··· Data listing ···

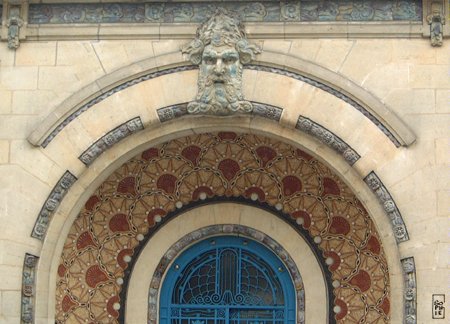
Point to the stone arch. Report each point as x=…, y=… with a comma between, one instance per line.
x=362, y=100
x=162, y=179
x=210, y=233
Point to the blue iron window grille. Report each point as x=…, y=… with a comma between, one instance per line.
x=227, y=279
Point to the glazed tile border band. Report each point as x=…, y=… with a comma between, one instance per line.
x=259, y=109
x=50, y=205
x=389, y=206
x=255, y=11
x=224, y=229
x=410, y=292
x=279, y=71
x=28, y=288
x=105, y=142
x=109, y=93
x=325, y=136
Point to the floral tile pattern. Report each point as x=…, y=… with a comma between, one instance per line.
x=144, y=192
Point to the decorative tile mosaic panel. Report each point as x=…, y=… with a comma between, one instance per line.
x=148, y=190
x=51, y=204
x=195, y=12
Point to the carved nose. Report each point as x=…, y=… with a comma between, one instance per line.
x=219, y=67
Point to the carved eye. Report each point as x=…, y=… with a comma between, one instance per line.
x=210, y=60
x=229, y=60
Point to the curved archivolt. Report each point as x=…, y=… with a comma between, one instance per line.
x=135, y=200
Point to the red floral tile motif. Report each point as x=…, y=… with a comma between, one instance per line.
x=138, y=195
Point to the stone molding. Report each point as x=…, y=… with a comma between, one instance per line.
x=410, y=292
x=360, y=99
x=105, y=142
x=330, y=139
x=51, y=204
x=259, y=109
x=225, y=229
x=28, y=288
x=389, y=206
x=107, y=94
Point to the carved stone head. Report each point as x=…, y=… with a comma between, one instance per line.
x=220, y=49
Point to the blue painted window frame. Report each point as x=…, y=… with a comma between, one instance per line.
x=250, y=246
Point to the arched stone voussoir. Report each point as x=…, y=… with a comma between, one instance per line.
x=269, y=63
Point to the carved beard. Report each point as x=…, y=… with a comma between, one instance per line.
x=219, y=95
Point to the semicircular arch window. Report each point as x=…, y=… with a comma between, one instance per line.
x=224, y=280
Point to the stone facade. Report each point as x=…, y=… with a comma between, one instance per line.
x=360, y=95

···

Task brief »
Set down, exactly as they appear, the line holding "Point to the semicircular" and every line after it until the records end.

Response »
Point to the semicircular arch window. Report each point as x=…, y=… with a comma between, one instance per line.
x=224, y=280
Point to the stone facade. Report each point as x=…, y=… with a comma between, one instance per line.
x=360, y=95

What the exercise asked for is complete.